(Dataset records)
— start —
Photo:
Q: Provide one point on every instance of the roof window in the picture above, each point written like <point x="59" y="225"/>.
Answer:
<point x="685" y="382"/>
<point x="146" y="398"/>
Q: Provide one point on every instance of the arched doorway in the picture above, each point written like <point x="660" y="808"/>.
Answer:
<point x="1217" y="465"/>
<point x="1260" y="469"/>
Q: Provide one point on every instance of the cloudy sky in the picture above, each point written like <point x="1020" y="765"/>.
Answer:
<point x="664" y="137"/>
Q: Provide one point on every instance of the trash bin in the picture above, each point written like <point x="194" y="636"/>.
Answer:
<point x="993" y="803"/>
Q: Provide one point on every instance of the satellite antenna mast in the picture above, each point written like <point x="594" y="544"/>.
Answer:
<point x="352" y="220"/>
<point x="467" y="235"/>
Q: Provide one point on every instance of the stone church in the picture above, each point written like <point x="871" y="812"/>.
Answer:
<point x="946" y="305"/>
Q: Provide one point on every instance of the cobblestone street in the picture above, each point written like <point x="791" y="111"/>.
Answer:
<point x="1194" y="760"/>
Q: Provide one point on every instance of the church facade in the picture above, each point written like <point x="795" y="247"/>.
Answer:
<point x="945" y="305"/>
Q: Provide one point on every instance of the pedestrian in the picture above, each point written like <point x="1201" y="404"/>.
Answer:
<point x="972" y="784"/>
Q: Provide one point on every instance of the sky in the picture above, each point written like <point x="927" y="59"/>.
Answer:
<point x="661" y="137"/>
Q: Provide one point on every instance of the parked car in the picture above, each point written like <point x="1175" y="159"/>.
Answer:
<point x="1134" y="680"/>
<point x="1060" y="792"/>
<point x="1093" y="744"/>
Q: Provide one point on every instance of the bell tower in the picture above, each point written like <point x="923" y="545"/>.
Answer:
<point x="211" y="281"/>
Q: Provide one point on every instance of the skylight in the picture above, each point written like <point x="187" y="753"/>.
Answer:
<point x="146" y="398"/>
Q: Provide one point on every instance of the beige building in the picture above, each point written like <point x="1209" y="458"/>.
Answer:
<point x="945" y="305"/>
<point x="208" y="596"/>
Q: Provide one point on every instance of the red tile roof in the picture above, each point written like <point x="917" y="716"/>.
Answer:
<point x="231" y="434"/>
— end —
#### THE REQUEST
Each line from the one containing "Q: Provide one point on every instance of the church" to the final line of the entries above must be returned exactly, and no other line may appear.

#### WRITTEN ANSWER
Q: Provide one point on every instance of the church facade in the picture above, each point written like <point x="795" y="247"/>.
Answer:
<point x="945" y="305"/>
Q: Provide one point on every instance of the pedestrian in the picture above, each point written like <point x="1201" y="404"/>.
Answer:
<point x="972" y="784"/>
Q: Provide one point on every instance of the sky in the picture above, each point written like <point x="927" y="59"/>.
Answer:
<point x="661" y="137"/>
Q: Provide one point on every instance of the parked car in the picture above, each point written like <point x="1175" y="159"/>.
Answer:
<point x="1134" y="680"/>
<point x="1060" y="792"/>
<point x="1093" y="744"/>
Q: Provide one point on every instance of the bell tower in the picture above, each point written like <point x="923" y="545"/>.
Answer:
<point x="211" y="281"/>
Q: Provide one point on every instance of the skylight in the picture above, each point written like <point x="187" y="753"/>.
Answer:
<point x="146" y="398"/>
Q: Provide one point on every instance of the beige building in the picture above, each point written like <point x="1209" y="458"/>.
Answer:
<point x="945" y="305"/>
<point x="208" y="596"/>
Q: Provide one point on every instance of the red tile roof in the picture above, each point written like <point x="917" y="716"/>.
Answer:
<point x="231" y="434"/>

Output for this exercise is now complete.